Activity. Extract, exactly as written, all lines of the material below from the line that includes "Query: yellow road line" through its last line.

Data.
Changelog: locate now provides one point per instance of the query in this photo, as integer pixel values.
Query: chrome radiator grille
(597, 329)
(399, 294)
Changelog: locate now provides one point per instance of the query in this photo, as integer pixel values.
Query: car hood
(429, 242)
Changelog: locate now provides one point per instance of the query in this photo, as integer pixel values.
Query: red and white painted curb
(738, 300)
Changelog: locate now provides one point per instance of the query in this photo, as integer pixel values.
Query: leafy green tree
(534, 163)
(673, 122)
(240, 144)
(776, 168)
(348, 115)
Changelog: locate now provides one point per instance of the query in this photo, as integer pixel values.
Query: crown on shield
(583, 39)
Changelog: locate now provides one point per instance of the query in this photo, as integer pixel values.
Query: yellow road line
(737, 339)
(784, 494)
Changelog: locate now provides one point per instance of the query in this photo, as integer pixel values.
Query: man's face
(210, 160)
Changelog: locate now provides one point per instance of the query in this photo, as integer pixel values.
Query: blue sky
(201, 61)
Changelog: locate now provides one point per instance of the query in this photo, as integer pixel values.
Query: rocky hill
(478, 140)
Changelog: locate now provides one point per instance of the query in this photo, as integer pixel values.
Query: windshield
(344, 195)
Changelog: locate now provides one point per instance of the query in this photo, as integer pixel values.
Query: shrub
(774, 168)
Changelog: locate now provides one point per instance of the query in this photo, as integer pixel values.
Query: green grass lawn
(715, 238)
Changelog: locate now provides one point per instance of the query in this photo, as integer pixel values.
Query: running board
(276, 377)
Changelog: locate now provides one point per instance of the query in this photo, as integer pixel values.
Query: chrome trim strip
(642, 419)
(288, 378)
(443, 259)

Answer space.
Query: yellow road line
(737, 339)
(784, 494)
Changelog: locate now provides one point per instance of the query in this photo, as integer pixel values.
Query: man's face
(210, 160)
Changelog: locate now provides one point per instance of the query in this photo, as integer pixel values.
Query: blue sky
(201, 61)
Changelog: locate now provides one point per instance of the query in this photo, as integer pixel values.
Query: rocky hill
(478, 140)
Changelog: locate now provides one point per instance of the query in this photo, as integer pixel values.
Query: windshield
(344, 195)
Changelog: locate now provides one point per instance of the query in this photo, as integer pixel values.
Query: shrub
(774, 168)
Changelog: locate now provides one point per instance of the query in this photo, as integer pixel values.
Query: green grass lawn
(715, 238)
Changelog: locate now provides one point per instance of the query in this photo, as integer pixel values.
Query: running board
(276, 377)
Changelog: locate now provides one point per instance of the query in this photo, as integer pixel values.
Query: chrome trim strip
(642, 419)
(288, 378)
(443, 259)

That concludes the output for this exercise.